RECORDS SUPPLIED
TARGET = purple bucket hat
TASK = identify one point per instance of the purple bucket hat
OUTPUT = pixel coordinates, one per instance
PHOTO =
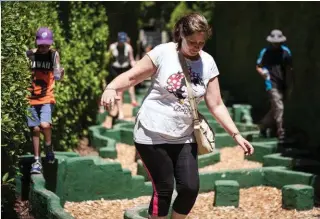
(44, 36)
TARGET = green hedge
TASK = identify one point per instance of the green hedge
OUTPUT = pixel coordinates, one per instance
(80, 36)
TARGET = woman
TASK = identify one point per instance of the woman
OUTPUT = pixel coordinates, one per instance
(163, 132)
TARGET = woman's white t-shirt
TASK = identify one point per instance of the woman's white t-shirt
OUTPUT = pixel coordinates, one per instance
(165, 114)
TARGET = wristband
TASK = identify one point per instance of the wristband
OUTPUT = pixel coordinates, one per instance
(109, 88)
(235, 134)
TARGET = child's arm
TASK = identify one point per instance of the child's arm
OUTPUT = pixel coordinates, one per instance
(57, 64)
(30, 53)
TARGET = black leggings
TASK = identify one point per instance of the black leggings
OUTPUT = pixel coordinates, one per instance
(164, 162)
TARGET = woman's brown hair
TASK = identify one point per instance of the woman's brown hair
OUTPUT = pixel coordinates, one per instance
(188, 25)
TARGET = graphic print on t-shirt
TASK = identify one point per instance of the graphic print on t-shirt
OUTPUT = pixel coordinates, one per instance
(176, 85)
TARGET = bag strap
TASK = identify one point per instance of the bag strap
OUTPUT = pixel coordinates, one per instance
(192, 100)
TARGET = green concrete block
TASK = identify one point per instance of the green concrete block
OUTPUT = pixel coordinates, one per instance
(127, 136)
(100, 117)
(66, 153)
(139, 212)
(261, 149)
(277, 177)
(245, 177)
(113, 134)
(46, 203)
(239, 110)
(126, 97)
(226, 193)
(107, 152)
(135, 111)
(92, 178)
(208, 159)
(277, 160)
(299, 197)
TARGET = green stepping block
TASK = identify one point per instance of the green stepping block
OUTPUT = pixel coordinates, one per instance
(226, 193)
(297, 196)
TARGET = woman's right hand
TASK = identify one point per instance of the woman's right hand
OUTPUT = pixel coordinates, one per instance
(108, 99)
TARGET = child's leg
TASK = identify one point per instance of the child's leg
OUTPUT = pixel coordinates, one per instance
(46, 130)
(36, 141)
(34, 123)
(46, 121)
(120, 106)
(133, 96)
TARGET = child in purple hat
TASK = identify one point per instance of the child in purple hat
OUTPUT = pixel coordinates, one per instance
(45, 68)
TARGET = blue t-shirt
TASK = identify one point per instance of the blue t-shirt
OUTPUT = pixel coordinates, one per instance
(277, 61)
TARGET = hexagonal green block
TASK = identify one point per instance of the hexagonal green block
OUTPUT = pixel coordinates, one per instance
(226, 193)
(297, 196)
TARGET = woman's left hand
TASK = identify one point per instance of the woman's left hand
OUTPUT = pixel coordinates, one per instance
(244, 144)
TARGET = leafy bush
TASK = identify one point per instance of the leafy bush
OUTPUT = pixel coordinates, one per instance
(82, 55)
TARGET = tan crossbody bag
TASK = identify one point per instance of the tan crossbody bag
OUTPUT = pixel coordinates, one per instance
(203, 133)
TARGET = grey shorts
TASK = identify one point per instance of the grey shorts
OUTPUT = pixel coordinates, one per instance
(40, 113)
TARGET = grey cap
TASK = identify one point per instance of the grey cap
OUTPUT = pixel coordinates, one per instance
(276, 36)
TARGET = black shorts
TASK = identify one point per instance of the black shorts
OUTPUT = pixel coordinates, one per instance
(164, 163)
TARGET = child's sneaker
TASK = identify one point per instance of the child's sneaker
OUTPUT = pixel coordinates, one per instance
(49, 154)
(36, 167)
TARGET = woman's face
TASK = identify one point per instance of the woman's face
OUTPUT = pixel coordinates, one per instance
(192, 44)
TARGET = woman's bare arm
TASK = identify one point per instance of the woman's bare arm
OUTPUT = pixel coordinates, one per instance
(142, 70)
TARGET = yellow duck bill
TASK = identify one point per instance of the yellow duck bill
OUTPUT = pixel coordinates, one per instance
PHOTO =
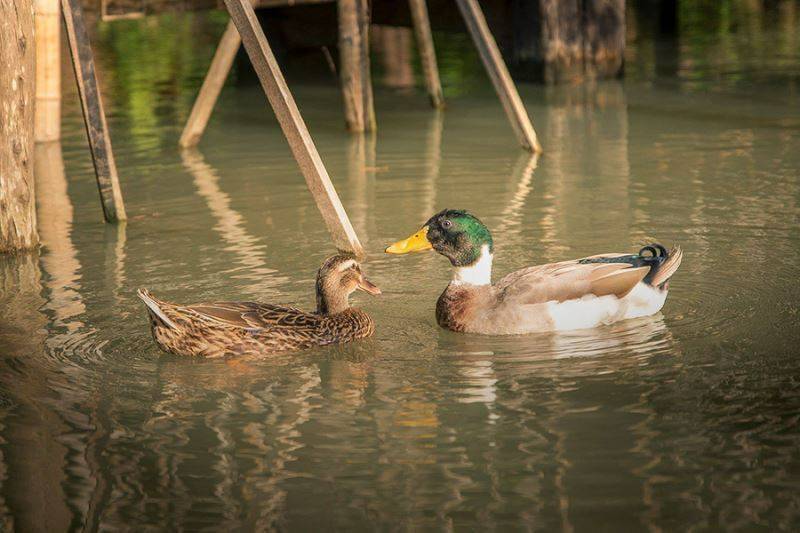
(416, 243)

THE EXERCISE
Repeat all of the data above word for word, leaving out the pictures.

THE RESPONSE
TARGET = purple bucket hat
TASK = identify one point per instance of the purple bucket hat
OUTPUT = pixel coordinates, one per instance
PHOTO =
(44, 36)
TARGET = green hedge
TASK = identify one point per instance of the green hedge
OUTPUT = pixel coordinates, one per instance
(80, 36)
TARGET = woman
TASK = identify one point per instance of the woman
OUTPUT = pixel coordinates, one per instance
(163, 132)
TARGET = woman's white t-shirt
TASK = identify one point per instance of the woman's white t-shirt
OUTPUT = pixel coordinates, one per instance
(165, 114)
TARGET = wristband
TASK = identify one point per instance of the wristband
OUTPUT = pixel coordinates, one per instance
(109, 88)
(235, 134)
TARGET = child's arm
TASK = identify one point per instance of the child's arm
OUTPUT = pixel coordinates, one per instance
(57, 64)
(30, 53)
TARGET = black leggings
TASK = identify one point per instance of the black leggings
OUTPUT = pixel coordinates, one per instance
(164, 162)
TARGET = woman's brown hair
TASK = identify one point per instance of the woman's brown hair
OUTPUT = pixel coordinates, one per instance
(188, 25)
TARGET = graphic print on t-shirt
TASK = identify one point per instance of the graphic print on t-shirt
OUTPUT = pixel coordinates, one per instance
(176, 85)
TARGET = bag strap
TASK = identify one point per instance of the bag strap
OUTPUT = pixel coordinates, one per instance
(192, 100)
TARGET = green concrete block
TASK = identify one point per instance of the green concrete block
OUTPUT = pixel coordinates, one per instance
(127, 136)
(100, 117)
(66, 153)
(139, 212)
(261, 149)
(277, 177)
(245, 177)
(113, 134)
(46, 203)
(239, 110)
(126, 97)
(226, 193)
(107, 152)
(135, 111)
(92, 178)
(208, 159)
(277, 160)
(299, 197)
TARGET = green stepping block
TASK = identify one point per instance of the green stepping block
OUTPUT = pixel coordinates, one per instance
(226, 193)
(297, 196)
TARGET = woman's right hand
TASK = identify one point per instance of the woman's right hand
OUTPUT = pixel coordinates, one per instance
(108, 99)
TARGET = child's leg
TASK = identify one point per instance of the child's leg
OUTPUT = pixel coordinates, one per instance
(46, 130)
(36, 141)
(34, 123)
(46, 121)
(120, 106)
(133, 96)
TARGET = child in purple hat
TASK = identify one point per instance of the child in purple hat
OUTPUT = pixel coordinates, one per instance
(45, 68)
TARGET = blue t-shirt
TASK = identify one point per instance of the blue t-shirt
OUTPUT = pixel coordinates, one per instance
(277, 61)
TARGET = hexagonal green block
TASK = identify one point per instance of the hexagonal green block
OUTPUT = pixel coordinates, one per instance
(226, 193)
(297, 196)
TARGET = woman's left hand
TASK = identify one point per instance of the woman's left hand
OUTPUT = pixel coordinates, one per instance
(244, 144)
TARGET = leafy bush
TASK = identify one point per instance of the leafy bush
OUTPUT = pixel coordinates, one per instance
(82, 55)
TARGET = tan crossbody bag
TASK = identify one point per instance of the tan crossbody bag
OUTPUT = pixel coordinates, one per instance
(203, 133)
TARGET = grey shorts
TASK = identify one point per instance of the grey shorts
OUTPUT = pixel coordinates, one per instance
(40, 113)
TARGET = grey cap
TASK = identify one point per instance of the grey cap
OUTPUT = pixel coordinates, one per instance
(276, 36)
TARGET = black shorts
TASK = identify one point per instance of the black shorts
OUTPUT = pixel coordinates, one per instance
(164, 163)
TARGET = child's sneaker
TASK = identify one point per instance of the child's sneaker
OUTPUT = pixel coordinates, one per instance
(49, 154)
(36, 167)
TARGET = woman's face
TASK = identify one point per instance of the woman's face
OUTPUT = pixel coordinates, one per instance
(192, 44)
TARGET = woman's bare arm
TASK = identify one point per instance of the woman's bare arm
OUTPUT = pixel coordinates, one per instance
(142, 70)
TARGET = yellow duck bill
TASK = identify one point per instance of the yellow duck bill
OUTPUT = pixel coordinates, one per instance
PHOTO =
(416, 243)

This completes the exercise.